[ACTIVIDAD A] Copia literalmente el pasaje del fragmento sobre la ganadería industrial que va desde "Casi todo el" hasta "con la carne.".
[ACTIVIDAD B] Prosigue el fragmento sobre la ganadería industrial a partir de su última oración.

[FRAGMENTO SELECCIONADO]

--

En esas “operaciones”, los animales no son alimentados con su dieta natural, sino con grano rico en calorías que suele ir mezclado con grandes cantidades de maíz y tal vez un poco de proteína de soja. Además, ya es habitual añadir al pienso del ganado restos molidos de animales muertos para aumentar el componente proteínico. Aparte de las enfermedades que puede generar esta práctica, es una aberración alimentar a las vacas, que son herbívoros, con productos animales, por no hablar de obligarlas a canibalizar a su propia especie.

Tanto el maíz como la soja son los cultivos más comunes en las granjas industriales, lo que significa que suelen cultivarse con grandes dosis de fertilizantes químicos, pesticidas y herbicidas. Son también los cultivos transgénicos más comunes en Norteamérica. La insistencia en el crecimiento rápido obliga, pues, a muchos animales a seguir una dieta antinatural (los únicos granos que una vaca encuentra en un prado son algunas semillas de gramíneas) que suele estar mezclada con productos químicos, antibióticos y hormonas. Así pues, cada vez que comemos carne o productos cárnicos de esas granjas industriales apoyamos a la agricultura con productos químicos que está envenenando la tierra, el aire y el agua, poniendo en peligro nuestra salud. Incluso quienes no sientan simpatía por los animales prisioneros pueden preocuparse al saber que, además de las hormonas y antibióticos que hay en la carne de estos, los productos animales que consumimos contienen también todos los pesticidas, herbicidas y fertilizantes utilizados para cultivar la comida de los animales. De hecho, los residuos de pesticidas están aún más concentrados en los productos animales que en los vegetales.

Casi todo el mundo ha oído hablar de la Escherichia coli O157:H7, la mortífera bacteria que se difunde con los excrementos del ganado vacuno. Según un informe, por lo menos doscientas personas se contaminan todos los días con Escherichia coli en Estados Unidos, pero los responsables de Sanidad creen que este número se queda corto. La mayoría de los casos se puede achacar a fallos de higiene en la matanza del ganado y su procesamiento, cuando se permite que la materia fecal entre en contacto con la carne.

--

[Entradas guardadas]
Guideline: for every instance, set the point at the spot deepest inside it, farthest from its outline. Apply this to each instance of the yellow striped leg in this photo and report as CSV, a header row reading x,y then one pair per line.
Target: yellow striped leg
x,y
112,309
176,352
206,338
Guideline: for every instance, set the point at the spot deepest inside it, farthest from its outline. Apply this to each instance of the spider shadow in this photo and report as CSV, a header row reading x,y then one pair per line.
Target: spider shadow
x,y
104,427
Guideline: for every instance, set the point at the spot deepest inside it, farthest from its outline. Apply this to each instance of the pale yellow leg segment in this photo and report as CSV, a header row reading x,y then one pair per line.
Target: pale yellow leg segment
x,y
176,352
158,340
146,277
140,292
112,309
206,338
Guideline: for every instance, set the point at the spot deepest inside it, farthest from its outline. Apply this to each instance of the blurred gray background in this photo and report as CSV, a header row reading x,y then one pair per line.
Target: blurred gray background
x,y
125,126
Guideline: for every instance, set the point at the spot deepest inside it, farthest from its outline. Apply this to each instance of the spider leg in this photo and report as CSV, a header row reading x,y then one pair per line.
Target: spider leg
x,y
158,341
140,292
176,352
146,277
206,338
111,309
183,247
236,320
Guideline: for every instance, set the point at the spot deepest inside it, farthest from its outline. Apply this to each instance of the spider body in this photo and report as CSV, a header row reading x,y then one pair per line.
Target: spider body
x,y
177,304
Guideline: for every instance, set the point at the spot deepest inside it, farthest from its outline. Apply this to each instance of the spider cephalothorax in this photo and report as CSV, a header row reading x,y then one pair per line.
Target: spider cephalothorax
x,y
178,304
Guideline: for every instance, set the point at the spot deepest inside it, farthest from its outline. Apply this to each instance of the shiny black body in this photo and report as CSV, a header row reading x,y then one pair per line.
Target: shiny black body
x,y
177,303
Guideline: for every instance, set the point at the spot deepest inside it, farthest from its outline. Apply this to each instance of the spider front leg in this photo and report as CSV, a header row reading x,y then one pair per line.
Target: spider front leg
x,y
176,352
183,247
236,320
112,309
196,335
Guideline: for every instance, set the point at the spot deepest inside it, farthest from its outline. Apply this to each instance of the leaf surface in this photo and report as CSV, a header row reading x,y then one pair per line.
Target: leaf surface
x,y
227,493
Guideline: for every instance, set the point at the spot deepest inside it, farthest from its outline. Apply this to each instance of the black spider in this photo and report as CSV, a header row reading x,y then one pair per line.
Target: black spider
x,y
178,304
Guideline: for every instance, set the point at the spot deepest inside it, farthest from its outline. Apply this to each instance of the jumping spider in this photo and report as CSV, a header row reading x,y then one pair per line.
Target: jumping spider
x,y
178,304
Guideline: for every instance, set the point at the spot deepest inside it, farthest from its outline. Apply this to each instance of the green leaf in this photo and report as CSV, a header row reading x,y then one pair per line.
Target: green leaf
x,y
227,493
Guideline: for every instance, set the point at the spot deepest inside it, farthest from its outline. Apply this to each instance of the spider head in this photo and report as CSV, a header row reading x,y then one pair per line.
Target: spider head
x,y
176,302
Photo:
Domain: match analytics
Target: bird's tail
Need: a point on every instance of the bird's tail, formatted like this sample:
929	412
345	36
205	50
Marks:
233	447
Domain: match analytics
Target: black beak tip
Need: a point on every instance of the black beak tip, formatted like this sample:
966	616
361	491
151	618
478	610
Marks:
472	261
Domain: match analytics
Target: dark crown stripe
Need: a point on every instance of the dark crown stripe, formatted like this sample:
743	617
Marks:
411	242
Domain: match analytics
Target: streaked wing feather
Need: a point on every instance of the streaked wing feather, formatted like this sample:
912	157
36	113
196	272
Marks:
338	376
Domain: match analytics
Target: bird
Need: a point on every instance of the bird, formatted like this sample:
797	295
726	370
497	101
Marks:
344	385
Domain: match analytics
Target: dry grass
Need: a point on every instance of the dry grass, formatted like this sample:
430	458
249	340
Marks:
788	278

--

[RESPUESTA ESCRITA A]
Casi todo el mundo ha oído hablar de la Escherichia coli O157:H7, la mortífera bacteria que se difunde con los excrementos del ganado vacuno. Según un informe, por lo menos doscientas personas se contaminan todos los días con Escherichia coli en Estados Unidos, pero los responsables de Sanidad creen que este número se queda corto. La mayoría de los casos se puede achacar a fallos de higiene en la matanza del ganado y su procesamiento, cuando se permite que la materia fecal entre en contacto con la carne.

[RESPUESTA ESCRITA B]
Aunque se supone que el Departamento de Agricultura de Estados Unidos (USDA) debe controlar la seguridad del procesamiento de carne, casi nunca penaliza a las empresas por cometer infracciones negligentes. Cuando en 2003 sus inspectores encontraron con frecuencia piezas de carne vacuna contaminada con heces al inspeccionar la planta de empaquetado Shapiro, en Augusta, Georgia, y descubrieron un cargamento de carne destinado a los colegios públicos que estaba contaminado con Escherichia coli, el USDA se limitó a cursar una advertencia, y permitió que Shapiro siguiera despachando carne, confiando en su promesa de mejorar la higiene en sus procedimientos.

La Administración de Drogas y Alimentos de Estados Unidos (FDA) calcula que cada año se producen cinco mil muertes y setenta y seis millones de casos de enfermedades provocadas por los alimentos (como no conocemos los efectos de los pesticidas, antibióticos y otros aditivos de la carne, el número podría ser más alto).

Al estar hacinados en recintos demasiado pequeños y muchas veces insalubres, cualquier brote de una enfermedad animal se transmite con mucha rapidez. Y aquí entran también los virus. La causa de la enfermedad de las vacas locas o encefalopatía espongiforme bovina (EEB), la demencia fatal que empezó a propagarse en el ganado británico en 1985, fue alimentar al ganado con productos animales, entre ellos carne picada de animales “caídos” (los que se caen, generalmente se rompen los huesos, y no se pueden usar para el consumo humano).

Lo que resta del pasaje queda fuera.